:: Dataset entries ::

──────────────────────────────

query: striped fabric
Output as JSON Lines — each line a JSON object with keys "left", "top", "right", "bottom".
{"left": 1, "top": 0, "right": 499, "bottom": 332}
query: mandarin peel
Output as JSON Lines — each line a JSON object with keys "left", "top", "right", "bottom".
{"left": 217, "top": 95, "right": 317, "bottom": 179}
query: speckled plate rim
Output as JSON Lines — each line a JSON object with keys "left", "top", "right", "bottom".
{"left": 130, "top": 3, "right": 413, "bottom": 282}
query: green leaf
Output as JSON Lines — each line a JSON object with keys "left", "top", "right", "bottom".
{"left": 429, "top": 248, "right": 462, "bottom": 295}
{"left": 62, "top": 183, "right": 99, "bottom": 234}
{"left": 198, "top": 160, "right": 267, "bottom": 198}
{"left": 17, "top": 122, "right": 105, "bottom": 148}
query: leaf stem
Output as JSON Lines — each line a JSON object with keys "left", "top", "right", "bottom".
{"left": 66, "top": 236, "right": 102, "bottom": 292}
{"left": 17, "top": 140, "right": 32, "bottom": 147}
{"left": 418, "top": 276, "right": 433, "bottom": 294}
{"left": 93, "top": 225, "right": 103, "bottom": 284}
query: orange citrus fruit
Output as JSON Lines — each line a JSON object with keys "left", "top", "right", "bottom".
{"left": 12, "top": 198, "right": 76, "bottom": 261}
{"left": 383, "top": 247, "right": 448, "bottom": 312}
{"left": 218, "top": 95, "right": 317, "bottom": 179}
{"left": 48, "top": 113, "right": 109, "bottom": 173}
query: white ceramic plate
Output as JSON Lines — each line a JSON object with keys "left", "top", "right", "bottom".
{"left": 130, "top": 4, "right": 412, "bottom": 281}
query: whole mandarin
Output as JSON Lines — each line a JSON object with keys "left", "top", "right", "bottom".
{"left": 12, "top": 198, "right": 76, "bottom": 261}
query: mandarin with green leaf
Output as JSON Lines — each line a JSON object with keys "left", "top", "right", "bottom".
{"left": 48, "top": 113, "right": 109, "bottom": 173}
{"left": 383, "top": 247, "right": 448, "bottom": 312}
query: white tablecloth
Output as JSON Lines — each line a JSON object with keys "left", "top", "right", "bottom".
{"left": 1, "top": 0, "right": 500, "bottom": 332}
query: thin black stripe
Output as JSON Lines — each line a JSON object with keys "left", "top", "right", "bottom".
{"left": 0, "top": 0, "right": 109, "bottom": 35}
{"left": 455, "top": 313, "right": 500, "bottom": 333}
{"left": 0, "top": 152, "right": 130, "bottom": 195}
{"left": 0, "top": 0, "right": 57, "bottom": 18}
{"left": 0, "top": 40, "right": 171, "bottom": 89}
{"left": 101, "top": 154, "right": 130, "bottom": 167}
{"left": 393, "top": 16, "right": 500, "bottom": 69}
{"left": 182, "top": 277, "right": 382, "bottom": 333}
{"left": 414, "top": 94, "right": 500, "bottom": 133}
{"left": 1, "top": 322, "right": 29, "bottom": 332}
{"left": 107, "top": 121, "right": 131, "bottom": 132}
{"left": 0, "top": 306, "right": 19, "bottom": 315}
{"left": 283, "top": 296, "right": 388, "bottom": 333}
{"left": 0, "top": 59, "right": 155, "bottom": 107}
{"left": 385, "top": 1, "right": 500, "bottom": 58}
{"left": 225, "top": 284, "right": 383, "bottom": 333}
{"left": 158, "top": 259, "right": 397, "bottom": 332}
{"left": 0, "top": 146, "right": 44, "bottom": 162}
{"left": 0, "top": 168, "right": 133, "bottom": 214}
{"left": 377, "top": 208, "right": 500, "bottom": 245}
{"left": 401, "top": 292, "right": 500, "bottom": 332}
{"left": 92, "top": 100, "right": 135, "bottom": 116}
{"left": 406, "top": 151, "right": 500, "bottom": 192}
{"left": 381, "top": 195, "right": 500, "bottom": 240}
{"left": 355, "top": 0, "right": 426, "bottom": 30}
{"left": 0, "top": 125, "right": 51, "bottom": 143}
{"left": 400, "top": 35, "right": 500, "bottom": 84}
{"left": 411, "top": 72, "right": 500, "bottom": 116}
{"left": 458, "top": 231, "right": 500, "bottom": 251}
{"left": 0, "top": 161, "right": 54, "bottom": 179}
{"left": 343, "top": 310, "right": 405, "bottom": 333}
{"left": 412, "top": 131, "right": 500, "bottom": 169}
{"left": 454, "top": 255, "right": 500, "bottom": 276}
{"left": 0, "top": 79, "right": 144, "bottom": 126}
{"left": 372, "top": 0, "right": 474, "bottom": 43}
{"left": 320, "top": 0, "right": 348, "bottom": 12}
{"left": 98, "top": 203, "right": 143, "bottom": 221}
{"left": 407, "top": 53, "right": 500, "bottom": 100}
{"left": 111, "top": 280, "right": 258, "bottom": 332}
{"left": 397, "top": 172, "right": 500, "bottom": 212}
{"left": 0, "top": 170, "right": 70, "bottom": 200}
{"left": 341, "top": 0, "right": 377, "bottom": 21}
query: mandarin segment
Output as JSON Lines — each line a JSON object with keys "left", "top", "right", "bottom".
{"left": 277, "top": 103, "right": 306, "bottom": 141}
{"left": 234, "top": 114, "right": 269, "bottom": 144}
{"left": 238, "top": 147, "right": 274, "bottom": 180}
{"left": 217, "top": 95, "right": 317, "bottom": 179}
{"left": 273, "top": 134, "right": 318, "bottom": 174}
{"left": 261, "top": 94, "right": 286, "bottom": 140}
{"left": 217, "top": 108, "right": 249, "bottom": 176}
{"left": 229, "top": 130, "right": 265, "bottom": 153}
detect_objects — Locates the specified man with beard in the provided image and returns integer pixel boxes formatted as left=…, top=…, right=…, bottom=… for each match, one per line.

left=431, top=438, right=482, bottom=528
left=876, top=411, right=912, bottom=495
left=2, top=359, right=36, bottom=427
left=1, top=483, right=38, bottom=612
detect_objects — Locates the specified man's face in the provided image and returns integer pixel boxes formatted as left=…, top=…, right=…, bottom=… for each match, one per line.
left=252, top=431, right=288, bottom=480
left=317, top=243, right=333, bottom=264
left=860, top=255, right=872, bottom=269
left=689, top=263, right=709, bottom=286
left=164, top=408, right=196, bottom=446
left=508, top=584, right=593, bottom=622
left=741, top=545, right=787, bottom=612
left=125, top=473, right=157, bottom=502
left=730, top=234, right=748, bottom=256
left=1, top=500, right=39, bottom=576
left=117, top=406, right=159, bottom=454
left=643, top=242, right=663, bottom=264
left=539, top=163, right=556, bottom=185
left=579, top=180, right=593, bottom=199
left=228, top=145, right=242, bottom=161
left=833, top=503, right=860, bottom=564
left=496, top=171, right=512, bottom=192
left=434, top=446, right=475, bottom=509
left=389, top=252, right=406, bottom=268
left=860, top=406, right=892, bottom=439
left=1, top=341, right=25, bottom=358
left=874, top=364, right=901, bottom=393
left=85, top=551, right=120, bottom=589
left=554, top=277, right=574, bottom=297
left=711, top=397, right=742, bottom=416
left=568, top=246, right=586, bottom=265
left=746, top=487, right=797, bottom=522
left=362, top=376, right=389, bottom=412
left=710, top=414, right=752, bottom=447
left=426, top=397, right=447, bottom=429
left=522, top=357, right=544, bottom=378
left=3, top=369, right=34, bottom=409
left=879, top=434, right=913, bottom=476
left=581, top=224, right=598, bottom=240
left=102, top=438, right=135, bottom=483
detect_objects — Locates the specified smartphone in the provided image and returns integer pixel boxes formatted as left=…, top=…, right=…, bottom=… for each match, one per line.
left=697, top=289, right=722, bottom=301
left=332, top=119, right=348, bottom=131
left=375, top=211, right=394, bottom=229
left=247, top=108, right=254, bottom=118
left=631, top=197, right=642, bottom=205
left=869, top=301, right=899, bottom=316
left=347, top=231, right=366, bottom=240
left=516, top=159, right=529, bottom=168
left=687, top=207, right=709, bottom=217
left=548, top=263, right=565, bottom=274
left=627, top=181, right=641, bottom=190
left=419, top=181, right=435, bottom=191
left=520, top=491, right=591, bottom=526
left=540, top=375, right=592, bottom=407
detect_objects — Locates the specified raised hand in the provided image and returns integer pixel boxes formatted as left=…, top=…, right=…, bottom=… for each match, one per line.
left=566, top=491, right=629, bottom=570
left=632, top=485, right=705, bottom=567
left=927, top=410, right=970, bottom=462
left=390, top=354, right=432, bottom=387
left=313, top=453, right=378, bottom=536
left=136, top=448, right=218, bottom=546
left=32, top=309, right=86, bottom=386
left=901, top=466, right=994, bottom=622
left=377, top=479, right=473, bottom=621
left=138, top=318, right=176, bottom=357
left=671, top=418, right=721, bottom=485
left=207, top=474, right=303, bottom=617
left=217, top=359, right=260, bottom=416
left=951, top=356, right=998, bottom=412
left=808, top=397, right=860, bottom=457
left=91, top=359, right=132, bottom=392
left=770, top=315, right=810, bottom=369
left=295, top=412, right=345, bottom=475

──────────────────────────────

:: Work instructions ::
Set the material down exactly as written, starting at its first line. The line containing "query: mandarin with green leaf" is the last one to include.

:: Reply ::
query: striped fabric
Output as JSON Lines — each line a JSON object with keys "left", "top", "right", "bottom".
{"left": 1, "top": 0, "right": 499, "bottom": 332}
query: mandarin peel
Output as JSON Lines — each line a JSON object with keys "left", "top", "right", "bottom".
{"left": 217, "top": 95, "right": 317, "bottom": 179}
query: speckled plate rim
Output as JSON Lines — each line a JSON object with keys "left", "top", "right", "bottom".
{"left": 130, "top": 3, "right": 413, "bottom": 282}
query: green leaf
Output as JSON Lines — each line a JSON object with keys "left", "top", "right", "bottom".
{"left": 429, "top": 248, "right": 462, "bottom": 295}
{"left": 62, "top": 183, "right": 99, "bottom": 234}
{"left": 198, "top": 160, "right": 267, "bottom": 198}
{"left": 17, "top": 122, "right": 105, "bottom": 148}
query: leaf stem
Output as JSON Lines — each line a JSON object with keys "left", "top", "right", "bottom".
{"left": 66, "top": 236, "right": 102, "bottom": 292}
{"left": 17, "top": 140, "right": 32, "bottom": 147}
{"left": 418, "top": 276, "right": 433, "bottom": 294}
{"left": 93, "top": 225, "right": 103, "bottom": 284}
query: orange citrus fruit
Output as JSON Lines — each line a JSON object with keys "left", "top", "right", "bottom".
{"left": 12, "top": 198, "right": 76, "bottom": 261}
{"left": 383, "top": 247, "right": 448, "bottom": 312}
{"left": 218, "top": 95, "right": 317, "bottom": 179}
{"left": 48, "top": 113, "right": 109, "bottom": 173}
query: white ceramic plate
Output as JSON Lines — each line a JSON object with keys "left", "top", "right", "bottom".
{"left": 130, "top": 4, "right": 412, "bottom": 281}
query: whole mandarin
Output as JSON Lines — each line a JSON object with keys "left", "top", "right", "bottom".
{"left": 12, "top": 198, "right": 76, "bottom": 261}
query: mandarin with green leaf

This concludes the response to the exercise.